#### WORK INSTRUCTION
Update the grief text from "1. Struggling to" to "other people again.", replacing "bitterness" with "resentment".

#### PASSAGE FOR REVIEW
=== Section Start ===
It's hard to know exactly when someone might benefit from assistance in the grieving process. If someone has recently lost a loved one, it may not always be helpful to initiate a treatment process before some time has passed. However, if one feels extremely overwhelmed, it might be helpful to spend a few hours with a psychologist. The focus in such a context could be on psychoeducation and normalizing difficult reactions, helping the grieving person acknowledge some of the emotions that they are ready to face and providing support in general. In such cases, treatment is often limited to a few sessions. If difficulties persist over an extended period, for example, more than six months after the death, these may be signs that one could benefit from help:

  1. Struggling to accept the death and constantly yearning for the deceased.
  2. Excessive guilt, anger, or bitterness surrounding the death.
  3. Feeling that one struggles to connect with other people again.
  4. A sense that life is meaningless without the deceased.
=== Section End ===
(Referring expression data)
=== Section Start ===
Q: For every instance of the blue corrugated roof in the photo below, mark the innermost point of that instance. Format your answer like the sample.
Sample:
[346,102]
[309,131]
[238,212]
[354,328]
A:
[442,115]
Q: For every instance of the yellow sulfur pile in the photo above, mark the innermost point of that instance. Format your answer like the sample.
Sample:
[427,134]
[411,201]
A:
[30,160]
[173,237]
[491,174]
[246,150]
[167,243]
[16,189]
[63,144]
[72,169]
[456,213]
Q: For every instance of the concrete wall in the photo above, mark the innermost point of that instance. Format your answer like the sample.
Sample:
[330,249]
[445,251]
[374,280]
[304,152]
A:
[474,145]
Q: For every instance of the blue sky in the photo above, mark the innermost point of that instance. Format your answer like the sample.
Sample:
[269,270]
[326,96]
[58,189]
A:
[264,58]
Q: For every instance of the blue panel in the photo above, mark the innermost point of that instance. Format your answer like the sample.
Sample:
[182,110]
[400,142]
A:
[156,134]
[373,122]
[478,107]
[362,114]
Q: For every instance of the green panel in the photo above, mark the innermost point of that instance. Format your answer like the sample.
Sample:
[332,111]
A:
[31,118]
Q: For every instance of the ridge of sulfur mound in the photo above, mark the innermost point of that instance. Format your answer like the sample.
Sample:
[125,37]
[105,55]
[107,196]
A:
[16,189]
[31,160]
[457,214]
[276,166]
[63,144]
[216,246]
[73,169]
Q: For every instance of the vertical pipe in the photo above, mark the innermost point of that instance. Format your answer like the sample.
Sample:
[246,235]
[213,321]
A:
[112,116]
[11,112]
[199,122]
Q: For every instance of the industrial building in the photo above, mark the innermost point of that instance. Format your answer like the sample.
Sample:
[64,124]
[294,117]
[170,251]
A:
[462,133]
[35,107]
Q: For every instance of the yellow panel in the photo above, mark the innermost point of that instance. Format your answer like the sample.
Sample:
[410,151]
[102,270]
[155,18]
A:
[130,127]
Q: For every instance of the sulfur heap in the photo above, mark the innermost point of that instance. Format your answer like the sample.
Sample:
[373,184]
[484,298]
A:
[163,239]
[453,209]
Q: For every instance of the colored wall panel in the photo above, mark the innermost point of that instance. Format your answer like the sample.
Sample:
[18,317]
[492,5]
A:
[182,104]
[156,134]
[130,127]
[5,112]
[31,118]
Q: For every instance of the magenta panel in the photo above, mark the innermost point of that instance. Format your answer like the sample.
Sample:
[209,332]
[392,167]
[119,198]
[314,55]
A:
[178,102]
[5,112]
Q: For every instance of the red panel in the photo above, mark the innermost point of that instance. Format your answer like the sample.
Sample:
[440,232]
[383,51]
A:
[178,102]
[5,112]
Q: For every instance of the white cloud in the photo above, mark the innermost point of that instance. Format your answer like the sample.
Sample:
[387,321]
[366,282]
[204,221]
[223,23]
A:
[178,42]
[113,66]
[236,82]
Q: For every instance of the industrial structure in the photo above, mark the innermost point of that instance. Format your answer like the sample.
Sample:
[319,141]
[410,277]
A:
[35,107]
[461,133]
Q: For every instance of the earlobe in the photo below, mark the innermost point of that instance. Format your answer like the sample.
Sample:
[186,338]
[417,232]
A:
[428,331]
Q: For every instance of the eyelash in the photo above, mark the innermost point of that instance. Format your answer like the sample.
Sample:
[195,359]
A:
=== Section End ===
#### ANSWER FOR THE TASK
1. Struggling to accept the death and constantly yearning for the deceased.
  2. Excessive guilt, anger, or resentment surrounding the death.
  3. Feeling that one struggles to connect with other people again.